Supplied entries:
-=-=-=-=-

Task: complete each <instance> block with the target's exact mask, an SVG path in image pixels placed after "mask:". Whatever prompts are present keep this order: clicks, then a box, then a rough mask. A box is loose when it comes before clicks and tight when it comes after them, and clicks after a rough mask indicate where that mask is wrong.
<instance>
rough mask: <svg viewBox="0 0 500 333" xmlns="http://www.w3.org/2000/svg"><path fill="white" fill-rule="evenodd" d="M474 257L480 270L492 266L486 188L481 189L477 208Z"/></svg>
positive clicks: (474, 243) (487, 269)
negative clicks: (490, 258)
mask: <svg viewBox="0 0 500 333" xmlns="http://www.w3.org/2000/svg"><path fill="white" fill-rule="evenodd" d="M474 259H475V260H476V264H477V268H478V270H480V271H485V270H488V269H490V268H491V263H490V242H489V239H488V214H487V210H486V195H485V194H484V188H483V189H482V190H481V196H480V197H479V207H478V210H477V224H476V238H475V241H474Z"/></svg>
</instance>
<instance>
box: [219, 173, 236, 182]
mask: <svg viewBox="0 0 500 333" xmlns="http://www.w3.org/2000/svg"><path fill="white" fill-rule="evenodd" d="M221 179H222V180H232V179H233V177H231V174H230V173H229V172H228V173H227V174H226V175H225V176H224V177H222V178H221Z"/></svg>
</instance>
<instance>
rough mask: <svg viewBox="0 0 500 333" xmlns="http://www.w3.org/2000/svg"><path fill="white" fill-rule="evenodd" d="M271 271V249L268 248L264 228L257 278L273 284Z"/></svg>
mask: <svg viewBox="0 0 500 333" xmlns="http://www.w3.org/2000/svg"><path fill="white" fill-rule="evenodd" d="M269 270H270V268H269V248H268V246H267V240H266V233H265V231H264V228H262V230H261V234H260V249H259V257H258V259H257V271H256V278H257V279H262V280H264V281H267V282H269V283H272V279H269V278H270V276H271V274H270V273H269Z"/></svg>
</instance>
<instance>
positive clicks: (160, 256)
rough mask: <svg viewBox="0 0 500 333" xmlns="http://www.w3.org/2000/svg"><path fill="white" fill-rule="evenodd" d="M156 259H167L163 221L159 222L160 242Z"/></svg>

-=-=-=-=-

Tally the lines in the entries above that contain the string "positive", treating uppercase and lowercase as different. How many are there? Reply with the number alone.

2